[Point labeling dataset excerpts]
* * *
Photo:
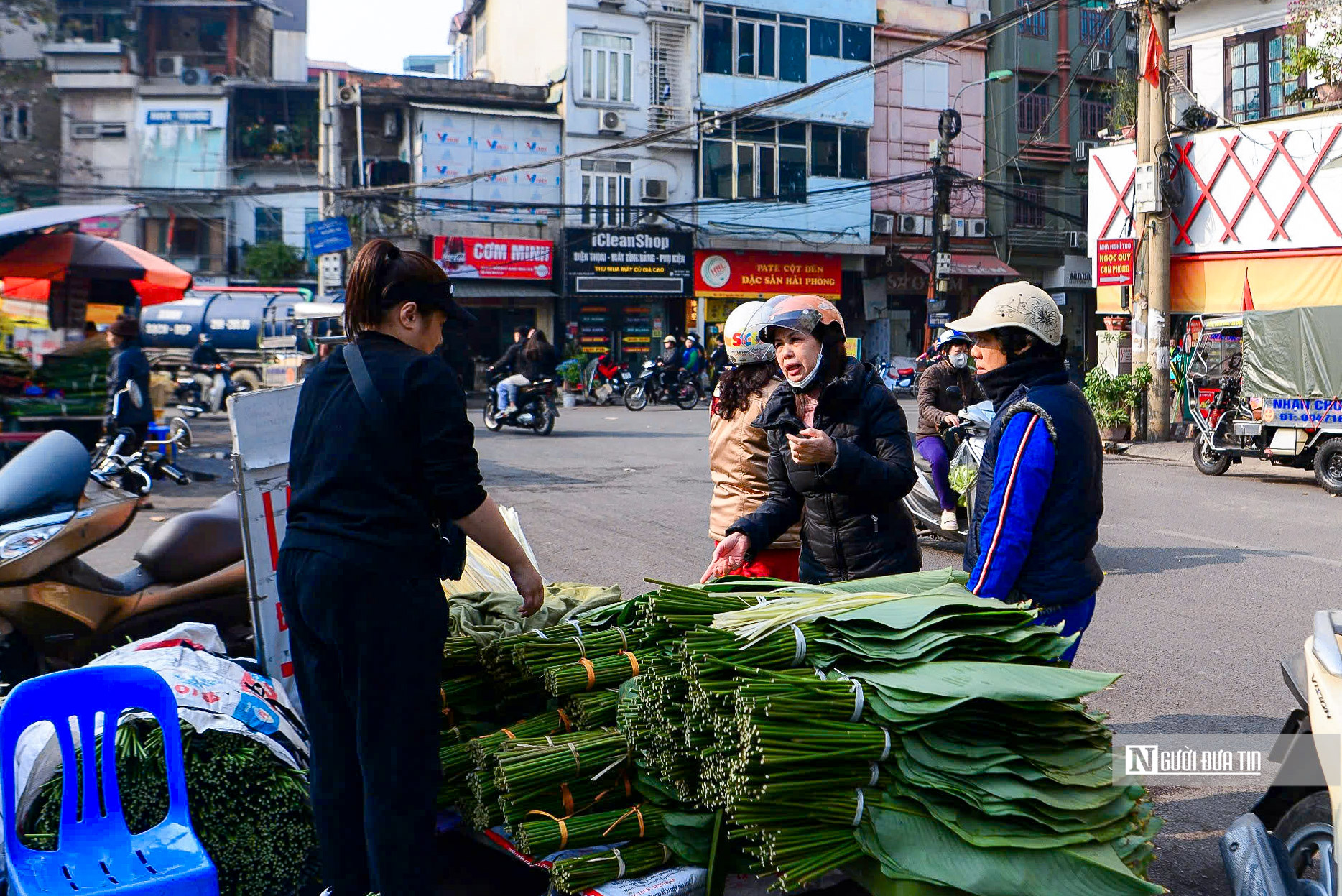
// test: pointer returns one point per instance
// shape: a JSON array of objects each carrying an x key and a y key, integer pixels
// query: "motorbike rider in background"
[
  {"x": 670, "y": 362},
  {"x": 1039, "y": 495},
  {"x": 938, "y": 408}
]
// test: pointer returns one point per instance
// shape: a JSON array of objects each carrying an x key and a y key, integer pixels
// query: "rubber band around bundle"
[
  {"x": 800, "y": 655},
  {"x": 567, "y": 797},
  {"x": 564, "y": 829},
  {"x": 634, "y": 810},
  {"x": 858, "y": 701}
]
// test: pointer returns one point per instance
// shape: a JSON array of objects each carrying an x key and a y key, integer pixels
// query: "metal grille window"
[
  {"x": 15, "y": 121},
  {"x": 1035, "y": 24},
  {"x": 1257, "y": 85},
  {"x": 607, "y": 68},
  {"x": 270, "y": 224},
  {"x": 1094, "y": 117},
  {"x": 1032, "y": 108},
  {"x": 1096, "y": 29},
  {"x": 607, "y": 188},
  {"x": 1028, "y": 208}
]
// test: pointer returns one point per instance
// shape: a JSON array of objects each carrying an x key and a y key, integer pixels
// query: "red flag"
[{"x": 1154, "y": 51}]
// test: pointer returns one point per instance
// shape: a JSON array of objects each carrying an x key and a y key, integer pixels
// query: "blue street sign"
[{"x": 329, "y": 235}]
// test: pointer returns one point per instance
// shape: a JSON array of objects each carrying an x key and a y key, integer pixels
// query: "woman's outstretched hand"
[{"x": 729, "y": 555}]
* * *
• Job
Reproduce every line of the data above verbatim, omitting only the pictures.

• Expected answer
Photo:
// test: pointer returns one point per instance
// shape: a JSON array of objects each carrying an x key and a y key, integer pixels
// query: "motorbike rider in background"
[
  {"x": 670, "y": 362},
  {"x": 1039, "y": 495},
  {"x": 938, "y": 408}
]
// test: pointer returns one point per instance
// shape: a JSON array of objects each carrying an x key and a y key, integer pixels
// query: "rubber band around bundle"
[
  {"x": 800, "y": 655},
  {"x": 567, "y": 797},
  {"x": 564, "y": 829},
  {"x": 634, "y": 810},
  {"x": 858, "y": 701}
]
// test: pointer returns one point per instance
// shape: a JSON array of objects each carrying an x key and a y key, integer pixels
// query: "metal grille window"
[
  {"x": 15, "y": 121},
  {"x": 1035, "y": 24},
  {"x": 1257, "y": 85},
  {"x": 607, "y": 68},
  {"x": 270, "y": 224},
  {"x": 1094, "y": 117},
  {"x": 1032, "y": 108},
  {"x": 1096, "y": 29},
  {"x": 607, "y": 188},
  {"x": 1028, "y": 208}
]
// test: pointer returns one point per instance
// shape: a JSON array of objects each carrying an x key and a y key, integer pixels
// query: "red flag"
[{"x": 1154, "y": 51}]
// test: pointer returns one point per instance
// shape: a JSON array of objects each carrying an x key and a y key, integer pixels
// query: "blue street sign"
[{"x": 329, "y": 235}]
// test: pointer returns one point per instance
// shape: a JSON array of objects each carrying an x key and a y key, integer pixels
// query: "woman's outstretched hand"
[{"x": 729, "y": 555}]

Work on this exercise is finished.